• **Information**
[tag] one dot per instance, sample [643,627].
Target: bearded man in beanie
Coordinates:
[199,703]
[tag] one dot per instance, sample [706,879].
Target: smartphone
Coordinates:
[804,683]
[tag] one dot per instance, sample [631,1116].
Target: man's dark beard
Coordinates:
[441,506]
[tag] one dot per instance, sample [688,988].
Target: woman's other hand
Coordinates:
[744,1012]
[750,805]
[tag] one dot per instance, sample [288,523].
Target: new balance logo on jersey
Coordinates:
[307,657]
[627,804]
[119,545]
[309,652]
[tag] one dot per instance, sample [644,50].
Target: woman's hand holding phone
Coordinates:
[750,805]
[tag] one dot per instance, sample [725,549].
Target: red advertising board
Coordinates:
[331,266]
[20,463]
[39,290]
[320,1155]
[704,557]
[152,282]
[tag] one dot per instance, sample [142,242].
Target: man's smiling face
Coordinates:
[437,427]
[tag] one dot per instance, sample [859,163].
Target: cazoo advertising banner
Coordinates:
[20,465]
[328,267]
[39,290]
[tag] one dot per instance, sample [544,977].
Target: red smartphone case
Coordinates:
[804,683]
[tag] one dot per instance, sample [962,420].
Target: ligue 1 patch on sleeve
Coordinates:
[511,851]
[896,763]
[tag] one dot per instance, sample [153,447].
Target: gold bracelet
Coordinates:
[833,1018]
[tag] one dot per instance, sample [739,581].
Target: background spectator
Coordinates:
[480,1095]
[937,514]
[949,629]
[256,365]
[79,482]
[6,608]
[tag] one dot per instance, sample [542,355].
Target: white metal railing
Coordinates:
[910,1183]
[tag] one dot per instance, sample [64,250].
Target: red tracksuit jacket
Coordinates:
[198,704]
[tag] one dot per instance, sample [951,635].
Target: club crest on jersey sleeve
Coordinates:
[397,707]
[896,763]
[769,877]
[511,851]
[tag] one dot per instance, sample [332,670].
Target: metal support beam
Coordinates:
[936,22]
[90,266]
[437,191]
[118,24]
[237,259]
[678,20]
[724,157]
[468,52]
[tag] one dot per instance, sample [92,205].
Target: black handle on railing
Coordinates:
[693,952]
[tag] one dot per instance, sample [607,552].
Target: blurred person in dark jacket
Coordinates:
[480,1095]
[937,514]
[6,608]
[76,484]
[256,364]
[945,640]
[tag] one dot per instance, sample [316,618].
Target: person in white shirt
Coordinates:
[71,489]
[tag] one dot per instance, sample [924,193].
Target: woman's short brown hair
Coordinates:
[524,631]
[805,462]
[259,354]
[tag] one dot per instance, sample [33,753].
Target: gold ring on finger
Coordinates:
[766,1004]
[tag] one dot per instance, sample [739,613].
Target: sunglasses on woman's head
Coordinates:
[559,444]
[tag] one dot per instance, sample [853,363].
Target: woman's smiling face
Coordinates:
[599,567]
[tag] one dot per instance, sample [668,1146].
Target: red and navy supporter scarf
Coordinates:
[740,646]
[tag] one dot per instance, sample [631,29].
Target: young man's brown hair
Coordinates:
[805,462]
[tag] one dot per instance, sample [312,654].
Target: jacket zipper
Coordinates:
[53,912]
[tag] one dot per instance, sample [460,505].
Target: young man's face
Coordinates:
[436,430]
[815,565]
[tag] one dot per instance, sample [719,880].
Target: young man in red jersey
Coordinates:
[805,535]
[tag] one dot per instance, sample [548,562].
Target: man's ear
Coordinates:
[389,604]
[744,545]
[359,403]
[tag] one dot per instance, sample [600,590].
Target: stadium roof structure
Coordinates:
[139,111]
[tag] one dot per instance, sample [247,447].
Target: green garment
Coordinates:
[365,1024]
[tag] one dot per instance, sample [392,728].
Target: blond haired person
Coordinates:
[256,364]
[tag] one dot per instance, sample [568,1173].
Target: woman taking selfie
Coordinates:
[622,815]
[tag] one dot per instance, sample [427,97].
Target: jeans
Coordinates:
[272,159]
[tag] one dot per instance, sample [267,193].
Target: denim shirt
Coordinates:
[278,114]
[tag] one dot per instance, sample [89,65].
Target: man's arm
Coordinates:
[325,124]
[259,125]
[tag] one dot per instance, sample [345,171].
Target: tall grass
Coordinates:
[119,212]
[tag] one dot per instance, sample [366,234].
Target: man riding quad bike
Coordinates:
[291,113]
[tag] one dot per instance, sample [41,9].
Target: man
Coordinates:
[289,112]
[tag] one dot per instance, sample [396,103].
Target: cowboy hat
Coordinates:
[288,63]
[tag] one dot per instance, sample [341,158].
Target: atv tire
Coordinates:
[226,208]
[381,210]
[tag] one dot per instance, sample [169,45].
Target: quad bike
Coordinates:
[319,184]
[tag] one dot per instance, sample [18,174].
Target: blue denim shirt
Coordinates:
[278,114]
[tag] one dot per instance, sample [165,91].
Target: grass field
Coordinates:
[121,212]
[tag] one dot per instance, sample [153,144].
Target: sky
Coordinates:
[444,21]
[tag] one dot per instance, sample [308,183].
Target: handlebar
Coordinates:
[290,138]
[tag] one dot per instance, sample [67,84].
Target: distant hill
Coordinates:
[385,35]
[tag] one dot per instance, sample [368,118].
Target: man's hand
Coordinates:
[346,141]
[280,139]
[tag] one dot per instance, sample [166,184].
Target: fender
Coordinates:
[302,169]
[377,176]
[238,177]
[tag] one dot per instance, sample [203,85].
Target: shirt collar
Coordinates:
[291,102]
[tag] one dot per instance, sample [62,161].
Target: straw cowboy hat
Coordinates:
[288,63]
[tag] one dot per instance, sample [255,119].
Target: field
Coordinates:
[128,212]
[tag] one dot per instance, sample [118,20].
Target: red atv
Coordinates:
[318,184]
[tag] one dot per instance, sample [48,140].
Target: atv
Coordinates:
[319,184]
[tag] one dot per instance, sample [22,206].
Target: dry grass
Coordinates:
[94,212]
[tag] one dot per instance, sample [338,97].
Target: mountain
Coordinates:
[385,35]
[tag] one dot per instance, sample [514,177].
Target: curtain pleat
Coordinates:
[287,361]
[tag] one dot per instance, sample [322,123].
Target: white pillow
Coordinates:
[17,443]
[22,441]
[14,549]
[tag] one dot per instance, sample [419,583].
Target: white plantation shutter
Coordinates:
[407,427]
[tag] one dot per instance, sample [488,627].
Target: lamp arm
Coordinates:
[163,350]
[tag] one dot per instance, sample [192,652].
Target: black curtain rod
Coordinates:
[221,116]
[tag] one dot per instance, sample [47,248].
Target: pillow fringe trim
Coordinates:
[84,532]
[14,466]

• **About this task**
When you reach the line that contains "Target: dry grass" in the material above, please copy it and every line after it exactly, stopping only at the last line.

• **Exercise answer**
Target: dry grass
Coordinates:
[94,212]
[tag] one dot per instance, sample [338,97].
Target: mountain
Coordinates:
[385,35]
[tag] one dot per instance, sample [514,177].
Target: curtain pleat
Coordinates:
[287,361]
[tag] one dot per instance, sample [322,123].
Target: white pillow
Coordinates:
[17,443]
[22,441]
[14,549]
[tag] one dot per instance, sample [419,583].
Target: white plantation shutter
Coordinates:
[407,427]
[tag] one dot per instance, sample [488,627].
Target: lamp arm
Coordinates:
[163,350]
[tag] one dot per instance, sample [192,652].
Target: black curtain rod
Coordinates:
[221,116]
[tag] one dot per instance, sample [47,248].
Target: pillow fringe trim
Coordinates:
[84,532]
[14,466]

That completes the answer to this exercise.